** AUFGABEN **
[1] Schreib den Text zum Freihandelsabkommen mit Kosovo ab, und zwar alles von „5.7.1 Verständigungsprotokoll zu“ bis hinunter zu „Bestandteil des FHA.“. Setz dabei „Zusatzprotokoll“ anstelle von „Verständigungsprotokoll“ ein.
[2] Schreib den Text zum Freihandelsabkommen mit Kosovo nach seinem letzten Satz weiter.

Artikel 6.17 sieht schliesslich vor, dass die Umsetzung dieses Kapitels einer regelmässigen Überprüfung unterzogen wird. Für die Überwachung der Einhaltung aller Nachhaltigkeitsbestimmungen im FHA mit Kosovo ist der Gemischte Ausschuss des Abkommens zuständig. Zivilgesellschaft und wirtschaftliche Akteure in der Schweiz werden an der Überwachung der Nachhaltigkeitsbestimmungen beteiligt, unter anderem durch die Verbindungsgruppe Aussenwirtschaft-NGO.
5.7.1 Verständigungsprotokoll zu Kapitel 6 (Handel und nachhaltige Entwicklung)
Um dem Umstand Rechnung zu tragen, dass Kosovo zurzeit weder Mitglied der IAO ist noch die weiteren im Kapitel 6 (Handel und nachhaltige Entwicklung) referenzierten internationalen Übereinkommen ratifiziert hat, halten die beiden Seiten in einem Verständigungsprotokoll fest, dass Kosovo sich bei der Weiterentwicklung seiner nationalen Gesetzgebung trotzdem an diesen internationalen Standards ausrichten wird. Das Verständigungsprotokoll ist integraler Bestandteil des FHA.
In Artikel 1 ( Internationale Arbeitsnormen und Arbeitsübereinkommen) des Verständigungsprotokolls halten die Vertragsparteien fest, dass Kosovo dem Ziel der menschenwürdigen Arbeit folgt und sich verpflichtet, seine innerstaatlichen Gesetze und Regelungen an den internationalen Arbeitsnormen und Arbeitsübereinkommen auszurichten, die in Artikel 6.4 des FHA erwähnt werden.

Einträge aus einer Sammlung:

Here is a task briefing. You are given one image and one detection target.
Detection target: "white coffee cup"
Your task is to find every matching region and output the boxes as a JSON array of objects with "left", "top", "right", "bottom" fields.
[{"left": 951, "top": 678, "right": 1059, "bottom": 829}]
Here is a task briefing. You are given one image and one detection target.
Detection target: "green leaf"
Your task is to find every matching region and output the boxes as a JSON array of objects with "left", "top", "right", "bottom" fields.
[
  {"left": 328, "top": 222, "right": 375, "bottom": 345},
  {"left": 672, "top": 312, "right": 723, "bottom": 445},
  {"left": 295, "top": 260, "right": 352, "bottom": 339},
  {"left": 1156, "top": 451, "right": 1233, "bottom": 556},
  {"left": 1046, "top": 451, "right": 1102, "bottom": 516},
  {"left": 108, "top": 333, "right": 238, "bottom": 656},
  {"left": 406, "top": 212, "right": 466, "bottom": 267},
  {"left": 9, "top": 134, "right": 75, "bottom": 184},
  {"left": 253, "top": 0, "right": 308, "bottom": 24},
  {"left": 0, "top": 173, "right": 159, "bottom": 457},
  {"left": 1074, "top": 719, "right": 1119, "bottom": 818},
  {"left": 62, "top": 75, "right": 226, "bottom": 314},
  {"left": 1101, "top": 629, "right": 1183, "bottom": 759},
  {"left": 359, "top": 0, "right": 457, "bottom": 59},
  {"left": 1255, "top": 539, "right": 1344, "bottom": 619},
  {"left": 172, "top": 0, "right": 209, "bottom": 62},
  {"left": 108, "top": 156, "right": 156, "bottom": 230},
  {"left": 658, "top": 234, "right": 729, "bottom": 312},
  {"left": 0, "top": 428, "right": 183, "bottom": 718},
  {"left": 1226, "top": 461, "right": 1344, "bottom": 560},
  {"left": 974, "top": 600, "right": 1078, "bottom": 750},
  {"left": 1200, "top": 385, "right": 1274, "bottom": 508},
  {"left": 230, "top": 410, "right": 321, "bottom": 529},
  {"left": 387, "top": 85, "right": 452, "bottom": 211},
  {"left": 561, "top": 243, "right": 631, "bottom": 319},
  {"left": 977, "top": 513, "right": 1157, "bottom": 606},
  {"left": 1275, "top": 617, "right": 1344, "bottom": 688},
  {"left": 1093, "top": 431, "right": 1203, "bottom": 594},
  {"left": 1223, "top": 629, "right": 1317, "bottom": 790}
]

** LÖSUNGEN PRO AUFGABE **
[1]
5.7.1 Zusatzprotokoll zu Kapitel 6 (Handel und nachhaltige Entwicklung)
Um dem Umstand Rechnung zu tragen, dass Kosovo zurzeit weder Mitglied der IAO ist noch die weiteren im Kapitel 6 (Handel und nachhaltige Entwicklung) referenzierten internationalen Übereinkommen ratifiziert hat, halten die beiden Seiten in einem Zusatzprotokoll fest, dass Kosovo sich bei der Weiterentwicklung seiner nationalen Gesetzgebung trotzdem an diesen internationalen Standards ausrichten wird. Das Zusatzprotokoll ist integraler Bestandteil des FHA.

[2]
Artikel 2 ( Inklusive Wirtschaftsentwicklung und Chancengleichheit für alle) hält fest, dass gemäss Artikel 22 der Verfassung Kosovos die folgenden internationalen Übereinkommen und Instrumente durch die Verfassung Kosovos garantiert und in der Republik Kosovo direkt anwendbar sind: die Allgemeine Erklärung der Menschenrechte, die Europäische Konvention vom 4. November 1950 ⁵7 zum Schutze der Menschenrechte und Grundfreiheiten (EMRK), der Internationale Pakt vom 16. Dezember 1966 ⁵8 über bürgerliche und politische Rechte, das Rahmenübereinkommen vom 1. Februar 1995 ⁵9 zum Schutz nationaler Minderheiten, das Internationale Übereinkommen vom 21. Dezember 1965 6⁰ zur Beseitigung jeder Form von Rassendiskriminierung, das Übereinkommen vom 18. Dezember 1979 6¹ zur Beseitigung jeder Form von Diskriminierung der Frau, das Übereinkommen vom 20. November 1989 6² über die Rechte des Kindes, das Übereinkommen vom 10. Dezember 1984 6³ gegen Folter und andere grausame, unmenschliche oder erniedrigende Behandlung oder Strafe sowie das Übereinkommen des Europarats vom 11. Mai 2011 6⁴ zur Verhütung und Bekämpfung von Gewalt gegen Frauen und häuslicher Gewalt.
Artikel 3 ( Handel und Klimawandel) hält fest, dass das Gesetz Nr. 08/L-250 über den Klimawandel die Grundlage für die nationale Klimapolitik Kosovos darstellt. Der Artikel legt ebenso dar, dass das Gesetz über den Klimawandel ein Mandat an die Behörden Kosovos formuliere, eine langfristige Strategie für die Dekarbonisierung der Wirtschaft, eine Strategie sowie einen Aktionsplan zur Anpassung an den Klimawandel, einen nationalen Energie- und Klimaplan sowie ein nationales Verminderungsziel zu definieren und umzusetzen.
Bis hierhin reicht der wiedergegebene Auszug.